→ **Texte présenté**

____________

8. En quatrième lieu, dans la mesure où la perte de nationalité d'un Etat membre a pour conséquence la perte du statut de citoyen de l'Union, la perte de la nationalité d'un Etat membre doit, pour être conforme au droit de l'Union, répondre à des motifs d'intérêt général et être proportionnée à la gravité des faits qui la fondent, au délai écoulé depuis l'acquisition de la nationalité et à la possibilité pour l'intéressé de recouvrer une autre nationalité. L'article 27-2 du code civil permet de rapporter, dans un délai de deux ans à compter de la découverte de la fraude, un décret qui a conféré la nationalité française au motif que l'intéressé a obtenu la nationalité française par mensonge ou fraude. Ces dispositions, qui ne sont pas incompatibles avec les exigences résultant du droit de l'Union européenne, permettaient en l'espèce, eu égard à la date à laquelle il est intervenu et aux motifs qui le fondent, à la Première ministre, qui a procédé au contrôle de proportionnalité exigé par le droit de l'Union européenne, de rapporter légalement le décret accordant à M. A... la nationalité française, dont il n'est pas établi qu'il aurait perdu la nationalité camerounaise.

____________

→ **Données fournies**

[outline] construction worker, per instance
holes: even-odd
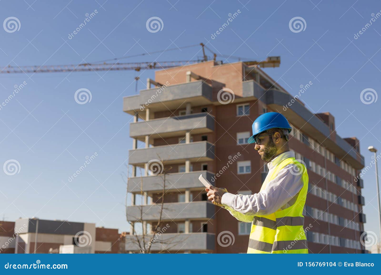
[[[255,143],[269,168],[259,192],[235,195],[211,186],[205,189],[208,199],[239,221],[251,223],[247,253],[308,253],[302,212],[308,176],[288,148],[291,127],[281,114],[271,112],[259,116],[252,127],[248,143]]]

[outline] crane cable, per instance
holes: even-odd
[[[151,54],[157,54],[159,52],[164,52],[169,51],[173,51],[174,50],[176,49],[186,49],[187,48],[191,48],[192,47],[195,46],[200,46],[199,44],[196,44],[195,45],[190,45],[189,46],[184,46],[183,47],[176,47],[175,48],[172,48],[171,49],[166,49],[165,50],[161,50],[160,51],[155,51],[154,52],[145,52],[142,54],[134,54],[132,56],[122,56],[120,57],[115,57],[115,58],[111,58],[109,59],[105,59],[104,60],[101,60],[99,61],[94,61],[94,62],[91,62],[91,63],[100,63],[103,62],[107,62],[107,61],[111,61],[114,60],[119,60],[120,59],[123,59],[125,58],[129,58],[130,57],[134,57],[137,56],[145,56],[147,54],[149,55]]]

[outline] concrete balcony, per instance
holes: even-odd
[[[142,148],[128,152],[128,163],[133,165],[147,163],[152,159],[161,159],[170,164],[184,162],[186,159],[191,162],[208,161],[215,158],[214,146],[207,141]]]
[[[212,88],[202,80],[140,91],[139,95],[123,98],[123,111],[133,115],[135,112],[176,109],[186,100],[194,106],[210,104]],[[185,105],[184,105],[185,107]]]
[[[143,236],[138,235],[137,237],[140,243],[142,243]],[[152,237],[152,235],[145,237],[146,243],[149,242]],[[215,238],[215,235],[213,233],[164,233],[157,236],[157,239],[151,246],[151,250],[154,251],[163,251],[165,253],[168,253],[169,251],[176,252],[179,250],[214,250],[216,248]],[[136,236],[127,235],[125,240],[126,250],[139,251],[140,250]],[[144,247],[141,248],[144,248]]]
[[[185,136],[187,130],[190,130],[192,134],[203,134],[213,132],[214,125],[214,117],[207,113],[191,114],[132,122],[130,124],[130,136],[144,141],[146,135],[151,139]]]
[[[213,173],[206,171],[196,171],[189,173],[175,173],[165,176],[165,190],[183,191],[187,189],[202,188],[204,186],[199,180],[199,177],[203,176],[213,184]],[[128,192],[139,193],[141,188],[142,191],[149,192],[163,190],[163,178],[162,175],[134,177],[128,179]],[[142,182],[141,181],[142,181]]]
[[[128,207],[127,219],[131,221],[136,221],[141,218],[143,221],[157,221],[160,218],[161,207],[160,203]],[[203,200],[164,203],[162,220],[209,219],[215,215],[215,205],[211,202]]]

____________

→ **Travail demandé**
- 1) Résumez l'extrait en deux phrases.
- 2) Relevez chaque ligne des données où figure le mot « instance », en respectant la casse.
L'extrait et les lignes sont deux sources distinctes, sans lien entre elles.

→ **Les solutions**
- 1) Pour être conforme au droit de l'Union, la perte de la nationalité d'un Etat membre doit répondre à des motifs d'intérêt général et être proportionnée à la gravité des faits, au délai écoulé depuis l'acquisition de la nationalité et à la possibilité pour l'intéressé de recouvrer une autre nationalité. L'article 27-2 du code civil, compatible avec ce droit, permet de rapporter dans les deux ans suivant la découverte de la fraude un décret conférant la nationalité française obtenue par mensonge ou fraude, ce qui permettait en l'espèce à la Première ministre de rapporter légalement le décret accordant cette nationalité à M. A....

- 2)
[outline] construction worker, per instance
[outline] crane cable, per instance
[outline] concrete balcony, per instance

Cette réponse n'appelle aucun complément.